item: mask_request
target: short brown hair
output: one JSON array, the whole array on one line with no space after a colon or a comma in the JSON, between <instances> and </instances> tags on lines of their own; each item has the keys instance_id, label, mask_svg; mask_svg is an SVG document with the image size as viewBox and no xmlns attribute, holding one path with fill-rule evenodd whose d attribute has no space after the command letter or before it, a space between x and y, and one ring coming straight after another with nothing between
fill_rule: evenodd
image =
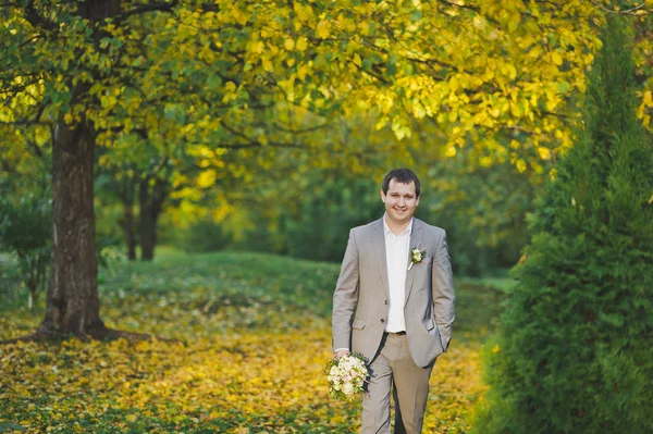
<instances>
[{"instance_id":1,"label":"short brown hair","mask_svg":"<svg viewBox=\"0 0 653 434\"><path fill-rule=\"evenodd\" d=\"M420 187L419 187L419 178L410 169L393 169L385 175L383 178L383 183L381 183L381 189L384 195L387 195L387 189L390 188L390 182L395 179L397 183L402 184L410 184L410 182L415 183L415 194L419 197Z\"/></svg>"}]
</instances>

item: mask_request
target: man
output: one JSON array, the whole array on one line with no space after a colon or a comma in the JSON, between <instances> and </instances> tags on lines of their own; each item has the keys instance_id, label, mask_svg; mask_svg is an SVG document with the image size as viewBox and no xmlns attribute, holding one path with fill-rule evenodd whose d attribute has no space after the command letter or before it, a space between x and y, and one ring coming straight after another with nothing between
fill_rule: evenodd
<instances>
[{"instance_id":1,"label":"man","mask_svg":"<svg viewBox=\"0 0 653 434\"><path fill-rule=\"evenodd\" d=\"M349 232L333 294L336 357L352 350L370 362L362 434L390 433L391 388L395 433L421 433L429 377L452 335L455 296L446 236L414 219L419 195L410 170L385 176L385 214Z\"/></svg>"}]
</instances>

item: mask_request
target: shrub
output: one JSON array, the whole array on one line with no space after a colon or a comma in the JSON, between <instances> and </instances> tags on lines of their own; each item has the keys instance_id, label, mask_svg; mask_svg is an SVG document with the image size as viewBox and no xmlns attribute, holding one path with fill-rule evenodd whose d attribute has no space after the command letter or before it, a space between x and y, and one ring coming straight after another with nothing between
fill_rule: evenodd
<instances>
[{"instance_id":1,"label":"shrub","mask_svg":"<svg viewBox=\"0 0 653 434\"><path fill-rule=\"evenodd\" d=\"M653 432L653 147L629 32L607 18L584 129L529 219L478 433Z\"/></svg>"}]
</instances>

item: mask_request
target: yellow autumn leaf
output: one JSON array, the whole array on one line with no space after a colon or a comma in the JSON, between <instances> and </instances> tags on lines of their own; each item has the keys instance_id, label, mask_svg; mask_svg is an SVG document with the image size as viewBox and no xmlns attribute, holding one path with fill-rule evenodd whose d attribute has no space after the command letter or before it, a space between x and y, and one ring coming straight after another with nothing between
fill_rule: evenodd
<instances>
[{"instance_id":1,"label":"yellow autumn leaf","mask_svg":"<svg viewBox=\"0 0 653 434\"><path fill-rule=\"evenodd\" d=\"M305 51L308 48L308 39L306 37L300 37L299 39L297 39L295 48L298 51Z\"/></svg>"},{"instance_id":2,"label":"yellow autumn leaf","mask_svg":"<svg viewBox=\"0 0 653 434\"><path fill-rule=\"evenodd\" d=\"M331 34L331 23L328 21L321 21L318 23L318 36L322 39L326 39Z\"/></svg>"}]
</instances>

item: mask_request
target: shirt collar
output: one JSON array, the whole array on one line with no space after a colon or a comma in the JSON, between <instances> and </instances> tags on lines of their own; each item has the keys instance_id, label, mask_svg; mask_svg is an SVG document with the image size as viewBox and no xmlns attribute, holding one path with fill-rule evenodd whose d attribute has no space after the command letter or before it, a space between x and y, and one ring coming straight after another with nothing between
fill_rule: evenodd
<instances>
[{"instance_id":1,"label":"shirt collar","mask_svg":"<svg viewBox=\"0 0 653 434\"><path fill-rule=\"evenodd\" d=\"M387 213L383 213L383 233L385 235L387 234L392 234L394 235L394 233L391 231L390 226L387 225L387 222L385 221L385 216ZM399 236L399 235L404 235L406 233L408 234L412 234L412 222L415 221L415 218L410 218L410 223L408 223L408 226L399 234L395 235L395 236Z\"/></svg>"}]
</instances>

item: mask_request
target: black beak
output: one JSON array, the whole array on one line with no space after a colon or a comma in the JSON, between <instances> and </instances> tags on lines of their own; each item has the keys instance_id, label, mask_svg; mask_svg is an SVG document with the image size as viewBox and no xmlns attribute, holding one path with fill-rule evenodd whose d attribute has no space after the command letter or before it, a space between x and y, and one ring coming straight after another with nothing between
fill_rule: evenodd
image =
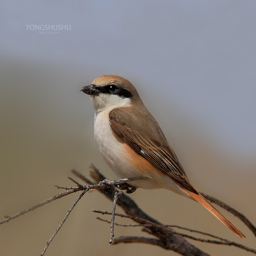
<instances>
[{"instance_id":1,"label":"black beak","mask_svg":"<svg viewBox=\"0 0 256 256\"><path fill-rule=\"evenodd\" d=\"M88 95L98 95L100 91L98 89L95 88L92 85L86 85L84 86L80 90L82 91L83 93L88 94Z\"/></svg>"}]
</instances>

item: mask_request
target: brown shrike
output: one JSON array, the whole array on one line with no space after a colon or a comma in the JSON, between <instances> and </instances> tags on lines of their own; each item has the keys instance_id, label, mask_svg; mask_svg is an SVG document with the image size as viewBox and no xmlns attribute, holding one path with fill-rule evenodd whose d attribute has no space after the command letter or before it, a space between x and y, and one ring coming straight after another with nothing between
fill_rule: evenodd
<instances>
[{"instance_id":1,"label":"brown shrike","mask_svg":"<svg viewBox=\"0 0 256 256\"><path fill-rule=\"evenodd\" d=\"M157 121L134 87L120 76L104 75L81 89L95 110L94 136L106 163L120 178L143 189L164 188L200 203L235 234L244 235L197 192Z\"/></svg>"}]
</instances>

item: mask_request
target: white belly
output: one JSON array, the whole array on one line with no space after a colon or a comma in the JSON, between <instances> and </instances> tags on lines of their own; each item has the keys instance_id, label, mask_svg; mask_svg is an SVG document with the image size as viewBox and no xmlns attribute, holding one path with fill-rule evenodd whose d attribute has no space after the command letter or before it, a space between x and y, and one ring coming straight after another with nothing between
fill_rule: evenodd
<instances>
[{"instance_id":1,"label":"white belly","mask_svg":"<svg viewBox=\"0 0 256 256\"><path fill-rule=\"evenodd\" d=\"M124 158L124 142L118 140L110 128L107 110L95 115L94 122L95 139L100 152L108 166L120 178L134 176L134 172Z\"/></svg>"},{"instance_id":2,"label":"white belly","mask_svg":"<svg viewBox=\"0 0 256 256\"><path fill-rule=\"evenodd\" d=\"M125 142L114 135L110 127L109 112L107 110L95 114L94 136L102 155L119 178L146 177L147 179L129 183L145 189L164 188L187 196L169 176L159 170L155 171L156 167L154 168L154 170L148 166L143 170L138 167L130 154L126 154L127 146L125 146Z\"/></svg>"}]
</instances>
────────
» Your task:
Take the data above and repeat it exactly, leaving each picture out.

» Worked solution:
item: mask_request
target: short brown hair
output: one JSON array, the whole array on one line with no space after a colon or a comma in the JSON, between <instances> and </instances> tags on lines of their own; each item has the keys instance_id, label, mask_svg; mask_svg is an SVG document with the image size as viewBox and no xmlns attribute, holding one path with fill-rule evenodd whose d attribute has no space after the command letter or before it, a space between x and y, and one ring coming straight after another with nothing between
fill_rule: evenodd
image =
<instances>
[{"instance_id":1,"label":"short brown hair","mask_svg":"<svg viewBox=\"0 0 653 434\"><path fill-rule=\"evenodd\" d=\"M420 187L419 187L419 178L410 169L393 169L385 175L383 178L383 183L381 183L381 189L384 195L387 195L387 189L390 188L390 182L395 179L397 183L402 184L410 184L410 182L415 183L415 194L419 197Z\"/></svg>"}]
</instances>

item: mask_request
target: man
output: one JSON array, the whole array on one line with no space after a colon or a comma in the JSON, between <instances> and </instances> tags on lines of their own; each item has the keys instance_id, label, mask_svg; mask_svg is an SVG document with the image size as viewBox and no xmlns attribute, holding one path with fill-rule evenodd whose d attribute has no space after the command letter or before it, a space between x and y, and one ring coming straight after another with nothing between
fill_rule: evenodd
<instances>
[{"instance_id":1,"label":"man","mask_svg":"<svg viewBox=\"0 0 653 434\"><path fill-rule=\"evenodd\" d=\"M349 232L333 294L336 357L352 350L370 362L362 434L390 433L391 388L395 433L421 433L429 377L452 335L455 296L446 236L414 219L419 195L410 170L385 176L385 214Z\"/></svg>"}]
</instances>

item: mask_request
target: shrub
output: one JSON array, the whole array on one line with no space after a colon or a comma in the JSON, between <instances> and </instances> tags on lines of their own; each item has the keys instance_id, label, mask_svg; mask_svg is an SVG document with the image size as viewBox and no xmlns attribute, holding one path with fill-rule evenodd whose d attribute has no space after the command letter or before it, a space between x and y, and one ring coming straight after another with nothing between
fill_rule: evenodd
<instances>
[{"instance_id":1,"label":"shrub","mask_svg":"<svg viewBox=\"0 0 653 434\"><path fill-rule=\"evenodd\" d=\"M653 432L653 147L629 32L607 18L584 129L529 219L478 433Z\"/></svg>"}]
</instances>

item: mask_request
target: yellow autumn leaf
output: one JSON array, the whole array on one line with no space after a colon or a comma in the JSON, between <instances> and </instances> tags on lines of their own; each item has the keys instance_id, label, mask_svg; mask_svg is an SVG document with the image size as viewBox and no xmlns attribute, holding one path with fill-rule evenodd whose d attribute has no space after the command letter or before it, a space between x and y, and one ring coming straight after another with nothing between
fill_rule: evenodd
<instances>
[{"instance_id":1,"label":"yellow autumn leaf","mask_svg":"<svg viewBox=\"0 0 653 434\"><path fill-rule=\"evenodd\" d=\"M305 51L308 48L308 39L306 37L300 37L299 39L297 39L295 48L298 51Z\"/></svg>"},{"instance_id":2,"label":"yellow autumn leaf","mask_svg":"<svg viewBox=\"0 0 653 434\"><path fill-rule=\"evenodd\" d=\"M331 34L331 23L328 21L321 21L318 23L318 36L322 39L326 39Z\"/></svg>"}]
</instances>

item: mask_request
target: shirt collar
output: one JSON array, the whole array on one line with no space after a colon or a comma in the JSON, between <instances> and </instances> tags on lines of their own; each item has the keys instance_id, label, mask_svg; mask_svg is an SVG document with the image size as viewBox and no xmlns attribute, holding one path with fill-rule evenodd whose d attribute has no space after the command letter or before it, a space between x and y, and one ring coming straight after another with nothing between
fill_rule: evenodd
<instances>
[{"instance_id":1,"label":"shirt collar","mask_svg":"<svg viewBox=\"0 0 653 434\"><path fill-rule=\"evenodd\" d=\"M387 213L383 213L383 233L385 235L387 234L392 234L394 235L394 233L391 231L390 226L387 225L387 222L385 221L385 216ZM399 236L399 235L404 235L406 233L408 234L412 234L412 222L415 221L415 218L410 218L410 223L408 223L408 226L399 234L395 235L395 236Z\"/></svg>"}]
</instances>

item: mask_request
target: black beak
output: one JSON array, the whole array on one line with no space after a colon or a comma in the JSON, between <instances> and </instances> tags on lines of their own; each item has the keys instance_id, label, mask_svg; mask_svg is an SVG document with the image size as viewBox and no xmlns attribute, holding one path with fill-rule evenodd whose d attribute has no space after the command letter or before it, a space between x and y, and one ring coming straight after another with nothing between
fill_rule: evenodd
image =
<instances>
[{"instance_id":1,"label":"black beak","mask_svg":"<svg viewBox=\"0 0 256 256\"><path fill-rule=\"evenodd\" d=\"M88 95L98 95L100 91L98 89L95 88L92 85L86 85L84 86L80 90L82 91L83 93L88 94Z\"/></svg>"}]
</instances>

item: mask_request
target: brown shrike
output: one JSON array, the whole array on one line with no space after a colon or a comma in the JSON, between <instances> and </instances> tags on lines of their own; each item has the keys instance_id, label, mask_svg; mask_svg is an SVG document with the image size as viewBox and no xmlns attribute, holding one path with fill-rule evenodd whose d attribute has no space after the command letter or before it, a space between x and y, and one ring coming straight after another with nothing between
fill_rule: evenodd
<instances>
[{"instance_id":1,"label":"brown shrike","mask_svg":"<svg viewBox=\"0 0 256 256\"><path fill-rule=\"evenodd\" d=\"M157 121L134 87L120 76L104 75L81 89L95 110L94 136L106 163L120 178L143 189L164 188L200 203L235 234L244 235L197 192Z\"/></svg>"}]
</instances>

item: mask_request
target: white belly
output: one JSON array, the whole array on one line with no space after a colon or a comma in the JSON, between <instances> and </instances> tags on lines of their own; each item has the keys instance_id, label, mask_svg; mask_svg is an SVG document with the image size as viewBox and no xmlns attribute, holding one path with fill-rule evenodd whose d attribute has no space after the command letter or before it, a space between x and y, and one ring coming straight after another with nothing between
fill_rule: evenodd
<instances>
[{"instance_id":1,"label":"white belly","mask_svg":"<svg viewBox=\"0 0 256 256\"><path fill-rule=\"evenodd\" d=\"M124 158L124 142L118 140L110 128L107 110L95 115L94 122L95 139L100 152L108 166L120 178L134 176L134 172Z\"/></svg>"},{"instance_id":2,"label":"white belly","mask_svg":"<svg viewBox=\"0 0 256 256\"><path fill-rule=\"evenodd\" d=\"M125 142L114 135L110 127L109 112L107 110L95 114L94 136L102 155L119 178L146 177L147 179L129 183L145 189L164 188L187 196L169 176L159 170L155 171L156 167L154 168L154 170L148 166L143 170L138 167L130 154L126 154L127 146L125 146Z\"/></svg>"}]
</instances>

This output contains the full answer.